Required task
The required output consists solely of the lines from the line containing "sky, shaped like this sample" through the end of the records, copied exactly.

##### Data rows #####

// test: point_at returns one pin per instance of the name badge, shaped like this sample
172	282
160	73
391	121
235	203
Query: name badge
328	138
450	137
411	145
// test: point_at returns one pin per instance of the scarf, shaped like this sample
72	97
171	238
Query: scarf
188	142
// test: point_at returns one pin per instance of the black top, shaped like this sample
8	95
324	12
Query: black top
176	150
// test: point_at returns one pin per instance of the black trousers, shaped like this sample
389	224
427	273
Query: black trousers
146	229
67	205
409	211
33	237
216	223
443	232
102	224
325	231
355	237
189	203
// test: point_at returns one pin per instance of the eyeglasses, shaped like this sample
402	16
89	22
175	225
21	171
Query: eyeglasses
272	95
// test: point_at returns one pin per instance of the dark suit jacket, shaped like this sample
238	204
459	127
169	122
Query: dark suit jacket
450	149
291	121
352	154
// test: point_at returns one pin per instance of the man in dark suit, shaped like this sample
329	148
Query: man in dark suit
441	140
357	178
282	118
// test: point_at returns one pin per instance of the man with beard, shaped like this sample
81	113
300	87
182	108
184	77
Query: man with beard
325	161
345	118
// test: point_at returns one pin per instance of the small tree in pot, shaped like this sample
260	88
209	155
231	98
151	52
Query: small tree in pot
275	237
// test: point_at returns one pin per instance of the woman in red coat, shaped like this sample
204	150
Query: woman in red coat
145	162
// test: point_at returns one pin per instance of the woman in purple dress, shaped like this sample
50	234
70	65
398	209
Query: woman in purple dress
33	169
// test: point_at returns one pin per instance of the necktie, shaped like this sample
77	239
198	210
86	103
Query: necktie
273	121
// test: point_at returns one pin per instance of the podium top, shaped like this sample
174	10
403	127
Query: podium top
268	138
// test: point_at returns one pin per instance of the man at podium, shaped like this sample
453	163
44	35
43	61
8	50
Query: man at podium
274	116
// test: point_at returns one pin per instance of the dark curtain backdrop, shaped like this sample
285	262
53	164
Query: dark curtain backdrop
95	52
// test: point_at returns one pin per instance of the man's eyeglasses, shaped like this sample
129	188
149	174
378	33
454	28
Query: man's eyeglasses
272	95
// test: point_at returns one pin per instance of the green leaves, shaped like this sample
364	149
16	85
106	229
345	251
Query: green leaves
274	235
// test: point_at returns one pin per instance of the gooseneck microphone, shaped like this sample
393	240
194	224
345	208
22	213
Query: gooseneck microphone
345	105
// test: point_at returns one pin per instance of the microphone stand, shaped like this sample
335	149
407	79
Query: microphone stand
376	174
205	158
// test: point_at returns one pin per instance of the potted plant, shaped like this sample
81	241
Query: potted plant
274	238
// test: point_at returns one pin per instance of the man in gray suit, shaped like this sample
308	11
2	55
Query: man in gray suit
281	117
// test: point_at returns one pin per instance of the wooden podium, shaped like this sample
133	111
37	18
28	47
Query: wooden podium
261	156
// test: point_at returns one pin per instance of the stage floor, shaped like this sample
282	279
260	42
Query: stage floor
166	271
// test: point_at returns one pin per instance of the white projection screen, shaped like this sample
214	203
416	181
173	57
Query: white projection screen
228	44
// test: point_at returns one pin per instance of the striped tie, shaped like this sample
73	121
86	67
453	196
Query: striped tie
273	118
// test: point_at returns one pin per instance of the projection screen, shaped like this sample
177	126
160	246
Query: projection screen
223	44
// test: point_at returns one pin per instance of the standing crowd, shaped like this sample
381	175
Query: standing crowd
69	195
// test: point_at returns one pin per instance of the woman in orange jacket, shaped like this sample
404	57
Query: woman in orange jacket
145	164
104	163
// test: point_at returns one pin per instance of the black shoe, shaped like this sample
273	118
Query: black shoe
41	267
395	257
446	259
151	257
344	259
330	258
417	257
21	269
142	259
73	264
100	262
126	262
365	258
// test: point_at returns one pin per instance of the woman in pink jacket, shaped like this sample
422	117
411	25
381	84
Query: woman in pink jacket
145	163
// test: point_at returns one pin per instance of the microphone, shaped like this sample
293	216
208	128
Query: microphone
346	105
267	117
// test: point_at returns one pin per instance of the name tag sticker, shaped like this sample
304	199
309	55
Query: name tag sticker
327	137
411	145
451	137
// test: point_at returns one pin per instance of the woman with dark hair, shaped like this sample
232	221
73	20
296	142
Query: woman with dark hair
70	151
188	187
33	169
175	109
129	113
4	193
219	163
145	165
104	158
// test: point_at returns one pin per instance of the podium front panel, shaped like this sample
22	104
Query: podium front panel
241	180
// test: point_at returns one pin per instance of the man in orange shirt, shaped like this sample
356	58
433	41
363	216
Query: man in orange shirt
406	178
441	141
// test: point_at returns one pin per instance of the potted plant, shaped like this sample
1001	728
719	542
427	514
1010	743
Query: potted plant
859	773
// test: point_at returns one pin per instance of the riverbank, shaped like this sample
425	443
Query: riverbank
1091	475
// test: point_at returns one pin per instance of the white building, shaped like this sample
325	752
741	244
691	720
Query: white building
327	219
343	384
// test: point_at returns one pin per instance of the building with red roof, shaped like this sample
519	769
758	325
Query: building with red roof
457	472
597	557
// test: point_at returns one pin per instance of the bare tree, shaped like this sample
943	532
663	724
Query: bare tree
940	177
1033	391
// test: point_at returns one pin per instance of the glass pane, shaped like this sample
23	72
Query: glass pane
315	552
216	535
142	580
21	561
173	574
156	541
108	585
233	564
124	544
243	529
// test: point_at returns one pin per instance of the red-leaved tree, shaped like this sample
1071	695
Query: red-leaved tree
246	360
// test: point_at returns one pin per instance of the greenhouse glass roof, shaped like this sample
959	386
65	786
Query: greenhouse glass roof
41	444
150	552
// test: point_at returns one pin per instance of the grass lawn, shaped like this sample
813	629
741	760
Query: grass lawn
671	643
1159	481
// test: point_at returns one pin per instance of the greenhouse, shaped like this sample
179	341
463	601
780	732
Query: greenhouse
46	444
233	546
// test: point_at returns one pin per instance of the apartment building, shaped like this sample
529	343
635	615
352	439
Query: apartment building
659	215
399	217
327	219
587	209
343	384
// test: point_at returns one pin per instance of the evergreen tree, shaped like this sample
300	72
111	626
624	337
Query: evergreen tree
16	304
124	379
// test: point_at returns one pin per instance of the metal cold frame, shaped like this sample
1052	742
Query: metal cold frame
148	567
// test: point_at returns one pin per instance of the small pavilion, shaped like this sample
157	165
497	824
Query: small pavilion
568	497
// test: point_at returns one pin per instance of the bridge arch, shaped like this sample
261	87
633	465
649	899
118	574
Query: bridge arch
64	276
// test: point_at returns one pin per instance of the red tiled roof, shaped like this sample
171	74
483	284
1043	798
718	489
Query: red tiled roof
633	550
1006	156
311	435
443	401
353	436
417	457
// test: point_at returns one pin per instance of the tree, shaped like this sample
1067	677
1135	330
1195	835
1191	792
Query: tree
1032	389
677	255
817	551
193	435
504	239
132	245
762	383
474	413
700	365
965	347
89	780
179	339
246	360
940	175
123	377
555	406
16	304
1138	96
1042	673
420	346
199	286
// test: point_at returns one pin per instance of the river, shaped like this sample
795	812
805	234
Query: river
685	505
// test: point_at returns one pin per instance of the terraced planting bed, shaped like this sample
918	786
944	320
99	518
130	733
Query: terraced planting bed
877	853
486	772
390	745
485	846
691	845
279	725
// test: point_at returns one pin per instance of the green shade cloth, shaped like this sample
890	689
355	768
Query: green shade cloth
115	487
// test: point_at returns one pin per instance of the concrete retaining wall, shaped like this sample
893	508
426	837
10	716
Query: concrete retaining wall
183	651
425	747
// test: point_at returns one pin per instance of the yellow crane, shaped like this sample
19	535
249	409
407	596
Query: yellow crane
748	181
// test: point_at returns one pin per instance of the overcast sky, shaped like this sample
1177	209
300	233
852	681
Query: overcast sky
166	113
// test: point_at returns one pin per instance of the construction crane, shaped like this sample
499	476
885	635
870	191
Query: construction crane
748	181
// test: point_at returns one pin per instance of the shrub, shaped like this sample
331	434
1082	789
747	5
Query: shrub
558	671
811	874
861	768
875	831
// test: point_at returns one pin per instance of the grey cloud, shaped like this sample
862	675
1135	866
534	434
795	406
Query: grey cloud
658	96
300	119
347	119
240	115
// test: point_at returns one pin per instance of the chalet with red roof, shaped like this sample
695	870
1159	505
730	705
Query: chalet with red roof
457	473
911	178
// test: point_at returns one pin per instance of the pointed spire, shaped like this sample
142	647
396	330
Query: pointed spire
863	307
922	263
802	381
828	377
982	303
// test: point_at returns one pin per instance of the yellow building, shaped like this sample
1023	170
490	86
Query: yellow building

#####

Answer for the task
// test: point_at returns one pin per instance of the overcast sky, shaped like this sample
1177	209
300	233
852	681
Query: overcast sky
166	113
// test: point_at returns one pin per instance of the construction crane, shaped like this sample
499	476
885	635
870	191
Query: construction crane
748	181
// test: point_at returns one pin per instance of the shrub, shaped like this sample
331	434
1082	789
747	5
Query: shrub
558	671
811	874
861	768
875	831
// test: point_at returns one pin per instance of the grey cloud, shaped like this sample
862	675
1135	866
534	434
795	406
Query: grey cloud
658	96
300	119
347	119
240	115
// test: point_at returns one pin per instance of the chalet with red roof, shaped like this sample
695	870
1159	505
730	705
Query: chalet with red roof
457	473
911	178
// test: point_at returns one pin per instance of the pointed spire, shaped like this sample
142	647
396	330
Query: pointed spire
863	307
922	263
802	381
828	377
982	303
// test: point_at returns one pin per instance of the yellow building, shaped like this sample
1023	170
490	86
Query: yellow building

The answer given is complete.